[Data entries]
______
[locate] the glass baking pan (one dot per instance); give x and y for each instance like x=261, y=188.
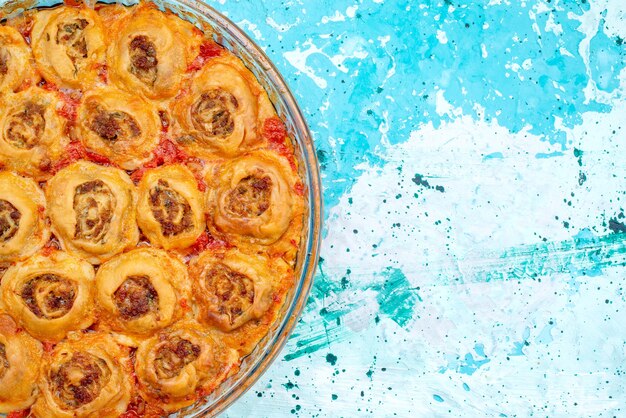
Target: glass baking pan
x=227, y=34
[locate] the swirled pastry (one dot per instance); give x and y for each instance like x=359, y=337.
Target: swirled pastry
x=141, y=291
x=20, y=359
x=92, y=209
x=219, y=113
x=23, y=225
x=87, y=375
x=68, y=44
x=16, y=61
x=32, y=133
x=231, y=288
x=150, y=52
x=120, y=126
x=50, y=295
x=170, y=207
x=177, y=366
x=251, y=198
x=93, y=322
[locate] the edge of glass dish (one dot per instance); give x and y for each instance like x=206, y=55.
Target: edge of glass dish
x=228, y=34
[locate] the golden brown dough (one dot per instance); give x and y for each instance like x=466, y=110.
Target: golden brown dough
x=32, y=133
x=142, y=291
x=182, y=363
x=92, y=209
x=86, y=375
x=219, y=114
x=23, y=225
x=20, y=359
x=170, y=209
x=231, y=287
x=68, y=45
x=251, y=198
x=120, y=126
x=16, y=61
x=150, y=52
x=50, y=295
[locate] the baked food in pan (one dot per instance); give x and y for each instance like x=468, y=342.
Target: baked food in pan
x=150, y=212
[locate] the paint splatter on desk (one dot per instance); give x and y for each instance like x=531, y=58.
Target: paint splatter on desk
x=475, y=241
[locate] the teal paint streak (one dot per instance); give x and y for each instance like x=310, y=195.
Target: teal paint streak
x=468, y=364
x=518, y=346
x=396, y=298
x=395, y=295
x=605, y=60
x=545, y=336
x=493, y=155
x=584, y=255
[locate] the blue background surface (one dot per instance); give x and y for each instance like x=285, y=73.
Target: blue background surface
x=474, y=171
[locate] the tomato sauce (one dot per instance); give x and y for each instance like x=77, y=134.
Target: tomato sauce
x=299, y=188
x=76, y=151
x=19, y=414
x=207, y=241
x=103, y=73
x=165, y=153
x=208, y=50
x=275, y=133
x=25, y=27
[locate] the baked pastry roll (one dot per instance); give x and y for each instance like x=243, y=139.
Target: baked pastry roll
x=86, y=375
x=32, y=133
x=92, y=209
x=219, y=113
x=150, y=52
x=181, y=364
x=68, y=45
x=231, y=288
x=141, y=291
x=20, y=359
x=170, y=209
x=251, y=198
x=49, y=295
x=23, y=225
x=122, y=127
x=16, y=61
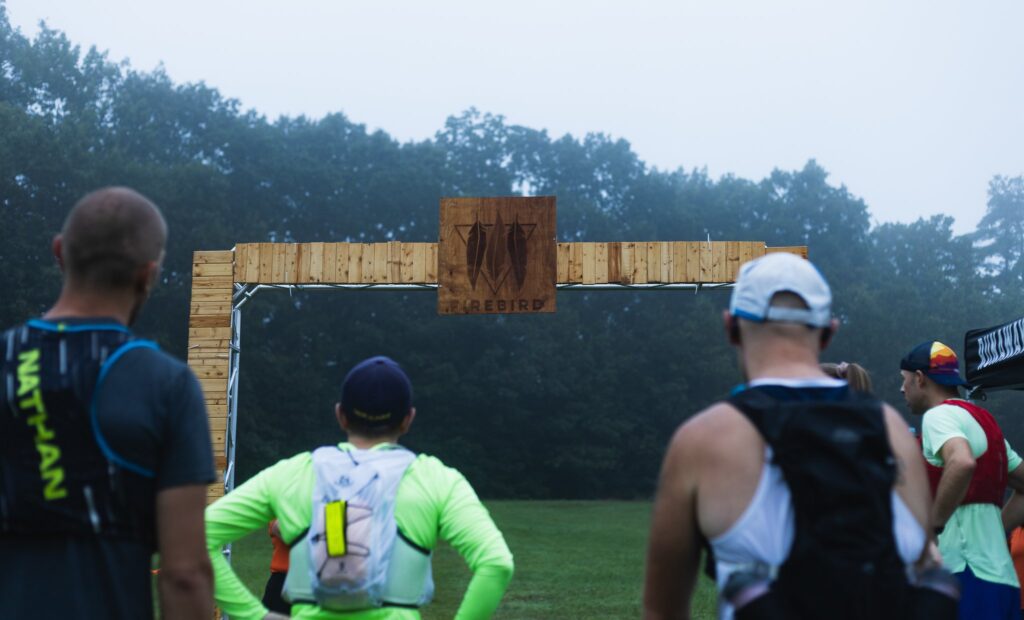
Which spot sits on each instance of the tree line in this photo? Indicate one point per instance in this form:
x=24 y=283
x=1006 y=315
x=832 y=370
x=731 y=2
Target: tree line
x=579 y=404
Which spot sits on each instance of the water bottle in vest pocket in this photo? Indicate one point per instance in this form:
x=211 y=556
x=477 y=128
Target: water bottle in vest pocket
x=352 y=533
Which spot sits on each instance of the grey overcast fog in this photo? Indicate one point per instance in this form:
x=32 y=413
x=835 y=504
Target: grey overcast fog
x=912 y=106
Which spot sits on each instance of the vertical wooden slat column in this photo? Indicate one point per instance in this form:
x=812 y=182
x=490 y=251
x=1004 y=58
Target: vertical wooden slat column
x=209 y=336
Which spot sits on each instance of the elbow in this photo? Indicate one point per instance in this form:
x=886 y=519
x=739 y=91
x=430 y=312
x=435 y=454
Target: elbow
x=505 y=570
x=499 y=570
x=186 y=580
x=962 y=466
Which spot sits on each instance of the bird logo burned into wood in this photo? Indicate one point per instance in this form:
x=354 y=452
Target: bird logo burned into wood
x=496 y=250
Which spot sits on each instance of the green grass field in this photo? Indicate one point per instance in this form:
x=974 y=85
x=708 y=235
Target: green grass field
x=573 y=560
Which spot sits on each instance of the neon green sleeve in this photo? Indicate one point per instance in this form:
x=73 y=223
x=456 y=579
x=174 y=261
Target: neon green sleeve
x=468 y=527
x=245 y=509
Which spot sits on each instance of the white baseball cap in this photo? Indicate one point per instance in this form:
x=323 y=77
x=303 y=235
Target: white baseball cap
x=759 y=280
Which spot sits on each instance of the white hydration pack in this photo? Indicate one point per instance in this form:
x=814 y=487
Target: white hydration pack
x=353 y=556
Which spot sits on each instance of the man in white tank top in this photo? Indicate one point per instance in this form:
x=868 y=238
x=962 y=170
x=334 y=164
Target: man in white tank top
x=715 y=484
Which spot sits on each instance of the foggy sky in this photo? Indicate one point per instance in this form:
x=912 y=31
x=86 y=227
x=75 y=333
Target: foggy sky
x=913 y=106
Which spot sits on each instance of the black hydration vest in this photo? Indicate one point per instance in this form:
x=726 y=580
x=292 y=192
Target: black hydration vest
x=837 y=461
x=58 y=476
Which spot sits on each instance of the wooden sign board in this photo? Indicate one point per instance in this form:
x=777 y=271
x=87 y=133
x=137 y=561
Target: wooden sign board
x=497 y=255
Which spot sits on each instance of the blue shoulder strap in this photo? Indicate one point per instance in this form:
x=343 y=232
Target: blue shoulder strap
x=103 y=370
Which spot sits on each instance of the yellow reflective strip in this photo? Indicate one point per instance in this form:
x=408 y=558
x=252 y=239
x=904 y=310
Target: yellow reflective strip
x=334 y=526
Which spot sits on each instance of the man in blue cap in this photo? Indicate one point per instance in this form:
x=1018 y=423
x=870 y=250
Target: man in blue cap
x=969 y=466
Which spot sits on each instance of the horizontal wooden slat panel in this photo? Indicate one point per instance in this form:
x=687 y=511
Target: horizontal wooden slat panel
x=218 y=282
x=210 y=332
x=216 y=295
x=210 y=372
x=208 y=270
x=800 y=250
x=216 y=411
x=209 y=343
x=207 y=354
x=210 y=307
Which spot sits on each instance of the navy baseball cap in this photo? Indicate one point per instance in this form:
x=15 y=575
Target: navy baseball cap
x=377 y=394
x=937 y=361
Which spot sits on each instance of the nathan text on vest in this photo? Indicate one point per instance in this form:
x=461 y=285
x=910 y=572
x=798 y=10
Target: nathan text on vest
x=31 y=403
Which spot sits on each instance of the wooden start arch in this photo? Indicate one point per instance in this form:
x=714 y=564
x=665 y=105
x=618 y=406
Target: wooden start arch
x=223 y=281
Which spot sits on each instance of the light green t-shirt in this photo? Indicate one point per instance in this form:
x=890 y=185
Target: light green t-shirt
x=974 y=535
x=433 y=501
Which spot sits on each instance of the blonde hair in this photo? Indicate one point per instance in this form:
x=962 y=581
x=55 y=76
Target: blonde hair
x=855 y=375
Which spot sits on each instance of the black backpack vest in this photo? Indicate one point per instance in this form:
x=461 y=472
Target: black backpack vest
x=58 y=476
x=837 y=461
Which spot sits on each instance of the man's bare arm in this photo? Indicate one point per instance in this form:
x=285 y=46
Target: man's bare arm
x=674 y=549
x=957 y=468
x=185 y=581
x=911 y=482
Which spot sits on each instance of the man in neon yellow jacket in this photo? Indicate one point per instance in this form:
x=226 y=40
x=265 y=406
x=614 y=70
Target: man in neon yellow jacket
x=432 y=501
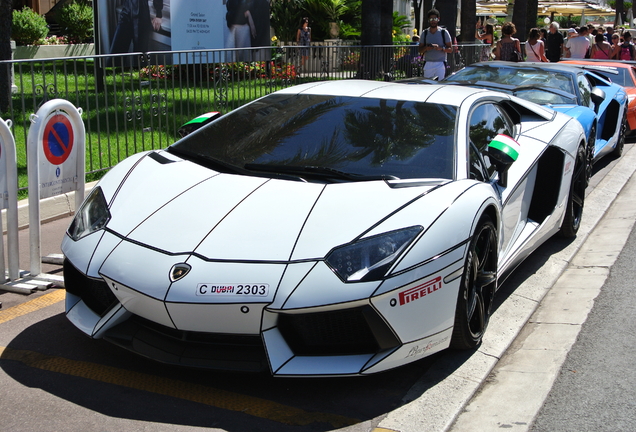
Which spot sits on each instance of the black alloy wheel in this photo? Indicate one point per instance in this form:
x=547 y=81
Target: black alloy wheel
x=477 y=288
x=576 y=199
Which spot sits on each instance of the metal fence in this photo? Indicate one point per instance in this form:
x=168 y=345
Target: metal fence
x=135 y=102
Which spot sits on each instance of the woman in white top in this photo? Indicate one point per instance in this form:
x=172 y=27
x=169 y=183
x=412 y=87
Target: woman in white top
x=535 y=50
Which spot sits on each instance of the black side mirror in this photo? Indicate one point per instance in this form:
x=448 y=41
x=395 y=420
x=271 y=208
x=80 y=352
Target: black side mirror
x=198 y=123
x=503 y=151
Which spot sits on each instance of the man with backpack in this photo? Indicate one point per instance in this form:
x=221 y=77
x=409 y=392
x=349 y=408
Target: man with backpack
x=435 y=43
x=625 y=49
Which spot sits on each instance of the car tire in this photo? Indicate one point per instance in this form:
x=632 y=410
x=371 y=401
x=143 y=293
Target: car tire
x=591 y=146
x=477 y=287
x=576 y=198
x=620 y=145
______
# Assigned task:
Print exactly the lines from the one containing "x=349 y=408" through the last line of the records above, both included.

# Task solution:
x=349 y=408
Target: man with backpack
x=435 y=43
x=625 y=49
Which spot sits on each instance of the car tire in this photo? Indicate one point per instance in this form:
x=632 y=410
x=371 y=401
x=143 y=293
Target: car tire
x=591 y=146
x=477 y=287
x=576 y=198
x=620 y=145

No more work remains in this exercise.